__TEXT PROVIDED__
<<<<

Tell them the whole thing! Every holiday for every religion, country, and ethnic group has complicated aspects. Jewish holidays tend to make the complicated parts more explicit, and that's a great thing
posted by Easy problem of consciousness at 10:05 AM on March 5 [2 favorites]


Best babka I’ve bought: Boulangerie Cheskie in Montreal.

Best babka I’ve made: Binging with Babish. They do have lots of (delicious) dairy though.

I’ve never successfully made hamentaschen. Someday, maybe. (Mine always slump. I blame our too-cool oven).
posted by nat at 10:14 AM on March 5 [2 favorites]


While store bought chocolate chip cookies and brownies and cakes are still (pretty good) chocolate chip cookies and brownies and cakes, store bought hamantaschen and rugelach and babka and other Ashkenazi dessert suck. Like, you can have crappy pizza and yay you're eating pizza. But crappy hamantaschen aren't worth it, for sure, and store bought chocolate babka is just meh at best.

>>>>

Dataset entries
<<<<

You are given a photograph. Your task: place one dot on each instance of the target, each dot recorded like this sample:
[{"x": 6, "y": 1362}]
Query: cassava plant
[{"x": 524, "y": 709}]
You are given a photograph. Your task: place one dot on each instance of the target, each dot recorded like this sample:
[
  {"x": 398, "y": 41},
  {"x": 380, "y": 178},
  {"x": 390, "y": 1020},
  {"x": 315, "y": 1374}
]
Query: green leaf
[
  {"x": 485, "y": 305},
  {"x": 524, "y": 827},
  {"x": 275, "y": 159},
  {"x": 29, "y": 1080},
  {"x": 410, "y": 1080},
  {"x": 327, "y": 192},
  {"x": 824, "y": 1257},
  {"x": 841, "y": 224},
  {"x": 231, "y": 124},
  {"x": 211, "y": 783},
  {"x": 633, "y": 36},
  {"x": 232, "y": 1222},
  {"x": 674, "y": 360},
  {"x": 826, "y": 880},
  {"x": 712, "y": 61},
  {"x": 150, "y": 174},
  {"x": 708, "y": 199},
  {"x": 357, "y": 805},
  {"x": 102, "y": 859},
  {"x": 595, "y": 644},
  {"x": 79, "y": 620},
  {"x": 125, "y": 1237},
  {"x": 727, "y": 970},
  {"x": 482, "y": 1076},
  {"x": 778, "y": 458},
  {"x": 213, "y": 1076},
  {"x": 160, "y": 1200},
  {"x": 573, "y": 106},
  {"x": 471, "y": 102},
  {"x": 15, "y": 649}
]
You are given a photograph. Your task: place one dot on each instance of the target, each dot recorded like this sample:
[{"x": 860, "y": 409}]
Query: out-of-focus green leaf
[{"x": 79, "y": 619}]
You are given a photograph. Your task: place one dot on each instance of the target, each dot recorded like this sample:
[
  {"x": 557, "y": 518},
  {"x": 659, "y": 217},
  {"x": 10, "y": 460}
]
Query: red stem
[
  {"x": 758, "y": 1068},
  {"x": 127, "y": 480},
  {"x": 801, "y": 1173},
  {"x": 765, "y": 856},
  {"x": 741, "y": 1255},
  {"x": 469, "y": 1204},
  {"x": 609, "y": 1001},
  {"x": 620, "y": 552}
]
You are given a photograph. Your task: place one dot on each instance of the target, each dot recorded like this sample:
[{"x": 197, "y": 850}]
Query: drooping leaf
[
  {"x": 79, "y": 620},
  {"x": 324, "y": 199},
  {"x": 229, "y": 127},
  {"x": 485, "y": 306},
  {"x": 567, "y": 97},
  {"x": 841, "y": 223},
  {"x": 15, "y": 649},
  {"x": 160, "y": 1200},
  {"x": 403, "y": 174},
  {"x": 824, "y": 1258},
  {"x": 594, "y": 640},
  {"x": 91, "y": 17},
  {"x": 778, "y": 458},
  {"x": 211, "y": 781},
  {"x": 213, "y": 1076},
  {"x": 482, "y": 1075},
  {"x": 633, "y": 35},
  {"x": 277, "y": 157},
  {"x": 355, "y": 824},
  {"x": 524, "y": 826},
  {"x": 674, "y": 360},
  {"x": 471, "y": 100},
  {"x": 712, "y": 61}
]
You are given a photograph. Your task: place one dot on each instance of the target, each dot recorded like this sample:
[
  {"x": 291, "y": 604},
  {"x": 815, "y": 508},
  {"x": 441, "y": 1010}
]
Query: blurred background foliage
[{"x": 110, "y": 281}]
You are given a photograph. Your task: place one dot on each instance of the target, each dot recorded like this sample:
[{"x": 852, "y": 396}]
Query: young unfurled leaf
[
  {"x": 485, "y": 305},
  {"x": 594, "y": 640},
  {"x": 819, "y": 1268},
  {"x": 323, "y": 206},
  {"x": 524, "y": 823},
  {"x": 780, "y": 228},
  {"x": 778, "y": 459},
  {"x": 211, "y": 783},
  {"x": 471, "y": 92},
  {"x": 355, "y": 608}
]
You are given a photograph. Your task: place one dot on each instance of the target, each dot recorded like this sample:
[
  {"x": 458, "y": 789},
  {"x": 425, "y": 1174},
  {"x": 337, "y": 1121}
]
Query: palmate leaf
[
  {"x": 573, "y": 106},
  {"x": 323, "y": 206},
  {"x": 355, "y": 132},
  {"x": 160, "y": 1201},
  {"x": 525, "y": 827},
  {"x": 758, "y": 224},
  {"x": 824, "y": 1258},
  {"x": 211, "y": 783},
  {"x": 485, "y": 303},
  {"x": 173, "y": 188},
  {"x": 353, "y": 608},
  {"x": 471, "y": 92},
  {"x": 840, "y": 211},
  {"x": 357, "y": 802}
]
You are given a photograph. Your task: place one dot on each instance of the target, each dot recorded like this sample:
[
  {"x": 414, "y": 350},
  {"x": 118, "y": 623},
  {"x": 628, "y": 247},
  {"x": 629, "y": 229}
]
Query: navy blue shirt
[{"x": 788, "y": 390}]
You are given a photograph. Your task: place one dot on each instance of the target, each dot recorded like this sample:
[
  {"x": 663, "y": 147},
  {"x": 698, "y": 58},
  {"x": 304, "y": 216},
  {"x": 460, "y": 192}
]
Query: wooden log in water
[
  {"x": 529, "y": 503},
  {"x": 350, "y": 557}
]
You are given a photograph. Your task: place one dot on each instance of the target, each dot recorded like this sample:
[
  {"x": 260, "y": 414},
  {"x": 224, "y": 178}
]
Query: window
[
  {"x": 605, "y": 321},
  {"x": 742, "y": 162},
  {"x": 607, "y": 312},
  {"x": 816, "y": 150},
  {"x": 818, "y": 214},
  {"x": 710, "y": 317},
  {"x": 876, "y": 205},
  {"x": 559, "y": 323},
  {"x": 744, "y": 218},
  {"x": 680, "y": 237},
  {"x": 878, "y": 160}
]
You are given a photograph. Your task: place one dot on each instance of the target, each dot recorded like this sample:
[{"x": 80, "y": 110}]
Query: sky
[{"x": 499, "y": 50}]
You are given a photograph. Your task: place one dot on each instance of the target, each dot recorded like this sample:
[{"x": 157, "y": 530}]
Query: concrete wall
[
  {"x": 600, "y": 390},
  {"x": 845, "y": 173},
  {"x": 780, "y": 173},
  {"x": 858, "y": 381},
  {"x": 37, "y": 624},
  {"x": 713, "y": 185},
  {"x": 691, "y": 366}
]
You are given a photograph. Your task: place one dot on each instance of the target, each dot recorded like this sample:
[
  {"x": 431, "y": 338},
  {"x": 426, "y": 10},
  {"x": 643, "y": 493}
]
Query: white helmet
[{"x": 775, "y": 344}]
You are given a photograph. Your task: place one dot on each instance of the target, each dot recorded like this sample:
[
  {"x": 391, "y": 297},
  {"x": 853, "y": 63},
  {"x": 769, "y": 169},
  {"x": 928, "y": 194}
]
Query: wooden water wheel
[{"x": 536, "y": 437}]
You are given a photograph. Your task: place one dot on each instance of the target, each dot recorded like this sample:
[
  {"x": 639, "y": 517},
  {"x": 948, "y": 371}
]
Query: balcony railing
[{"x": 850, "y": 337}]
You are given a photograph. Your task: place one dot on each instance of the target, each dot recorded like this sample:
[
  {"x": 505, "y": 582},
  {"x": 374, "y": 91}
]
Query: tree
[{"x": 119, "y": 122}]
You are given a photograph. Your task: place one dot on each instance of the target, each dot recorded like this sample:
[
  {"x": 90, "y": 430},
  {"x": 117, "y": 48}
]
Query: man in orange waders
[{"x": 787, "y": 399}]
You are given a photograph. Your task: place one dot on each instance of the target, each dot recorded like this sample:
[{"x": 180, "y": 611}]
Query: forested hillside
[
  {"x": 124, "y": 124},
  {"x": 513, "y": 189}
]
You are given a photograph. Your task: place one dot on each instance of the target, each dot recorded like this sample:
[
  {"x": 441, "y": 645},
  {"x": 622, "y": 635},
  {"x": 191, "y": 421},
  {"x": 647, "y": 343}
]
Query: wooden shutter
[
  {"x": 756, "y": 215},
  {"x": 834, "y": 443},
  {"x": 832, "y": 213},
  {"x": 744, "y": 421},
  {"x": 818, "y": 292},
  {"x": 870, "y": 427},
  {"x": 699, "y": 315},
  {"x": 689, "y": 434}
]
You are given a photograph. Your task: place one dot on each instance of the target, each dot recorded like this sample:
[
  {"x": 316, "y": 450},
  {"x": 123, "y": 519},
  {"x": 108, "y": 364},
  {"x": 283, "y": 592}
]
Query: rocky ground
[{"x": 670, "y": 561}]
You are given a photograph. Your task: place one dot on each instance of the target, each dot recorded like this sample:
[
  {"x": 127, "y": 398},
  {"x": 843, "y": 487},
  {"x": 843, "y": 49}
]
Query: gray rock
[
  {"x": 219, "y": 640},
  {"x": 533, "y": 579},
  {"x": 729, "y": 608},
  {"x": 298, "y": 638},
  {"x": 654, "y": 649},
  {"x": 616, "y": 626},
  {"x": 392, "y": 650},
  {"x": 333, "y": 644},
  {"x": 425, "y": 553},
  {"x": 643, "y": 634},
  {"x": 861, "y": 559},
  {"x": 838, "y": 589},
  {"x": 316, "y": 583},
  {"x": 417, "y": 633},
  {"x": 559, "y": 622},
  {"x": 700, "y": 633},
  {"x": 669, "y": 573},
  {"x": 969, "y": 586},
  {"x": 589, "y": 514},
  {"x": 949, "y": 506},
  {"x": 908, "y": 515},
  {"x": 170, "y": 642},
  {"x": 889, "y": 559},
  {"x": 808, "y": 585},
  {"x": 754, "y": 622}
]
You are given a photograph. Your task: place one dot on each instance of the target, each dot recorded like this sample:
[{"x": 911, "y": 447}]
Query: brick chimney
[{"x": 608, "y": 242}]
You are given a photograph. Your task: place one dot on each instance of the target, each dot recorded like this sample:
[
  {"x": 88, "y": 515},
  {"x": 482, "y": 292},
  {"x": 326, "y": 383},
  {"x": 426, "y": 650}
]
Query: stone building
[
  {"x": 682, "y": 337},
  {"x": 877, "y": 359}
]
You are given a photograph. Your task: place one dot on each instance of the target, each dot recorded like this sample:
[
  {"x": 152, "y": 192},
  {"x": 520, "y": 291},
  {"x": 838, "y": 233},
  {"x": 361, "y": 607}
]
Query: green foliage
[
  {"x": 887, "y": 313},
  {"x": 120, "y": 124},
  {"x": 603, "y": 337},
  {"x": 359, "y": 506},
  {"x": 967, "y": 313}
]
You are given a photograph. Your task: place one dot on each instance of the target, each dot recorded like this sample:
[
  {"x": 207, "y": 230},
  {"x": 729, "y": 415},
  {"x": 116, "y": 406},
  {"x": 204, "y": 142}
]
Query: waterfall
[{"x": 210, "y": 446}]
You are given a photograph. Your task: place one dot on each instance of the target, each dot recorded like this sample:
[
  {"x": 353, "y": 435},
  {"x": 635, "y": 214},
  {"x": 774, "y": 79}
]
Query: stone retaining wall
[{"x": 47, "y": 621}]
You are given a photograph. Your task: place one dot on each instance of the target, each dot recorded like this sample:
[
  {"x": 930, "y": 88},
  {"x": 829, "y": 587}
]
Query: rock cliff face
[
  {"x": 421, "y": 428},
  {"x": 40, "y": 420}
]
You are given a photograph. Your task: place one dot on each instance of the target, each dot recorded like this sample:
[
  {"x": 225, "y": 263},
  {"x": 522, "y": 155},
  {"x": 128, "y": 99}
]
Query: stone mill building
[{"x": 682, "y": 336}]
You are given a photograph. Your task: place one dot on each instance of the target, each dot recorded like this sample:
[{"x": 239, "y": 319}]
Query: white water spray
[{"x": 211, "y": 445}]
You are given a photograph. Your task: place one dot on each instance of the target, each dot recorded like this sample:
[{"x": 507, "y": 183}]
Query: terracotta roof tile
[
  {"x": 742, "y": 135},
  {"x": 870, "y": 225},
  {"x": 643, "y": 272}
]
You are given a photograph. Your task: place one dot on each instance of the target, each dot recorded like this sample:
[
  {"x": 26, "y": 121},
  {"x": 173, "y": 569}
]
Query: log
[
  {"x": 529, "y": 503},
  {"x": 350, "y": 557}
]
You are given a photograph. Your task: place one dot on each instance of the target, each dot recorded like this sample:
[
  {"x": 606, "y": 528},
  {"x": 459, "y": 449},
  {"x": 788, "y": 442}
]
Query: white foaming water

>>>>

__WHAT YOU WILL DO__
In the forum comments about holiday baking, which desserts does the last comment name as Ashkenazi desserts?

__SOLUTION TO THE EXERCISE__
Hamantaschen, rugelach, and babka.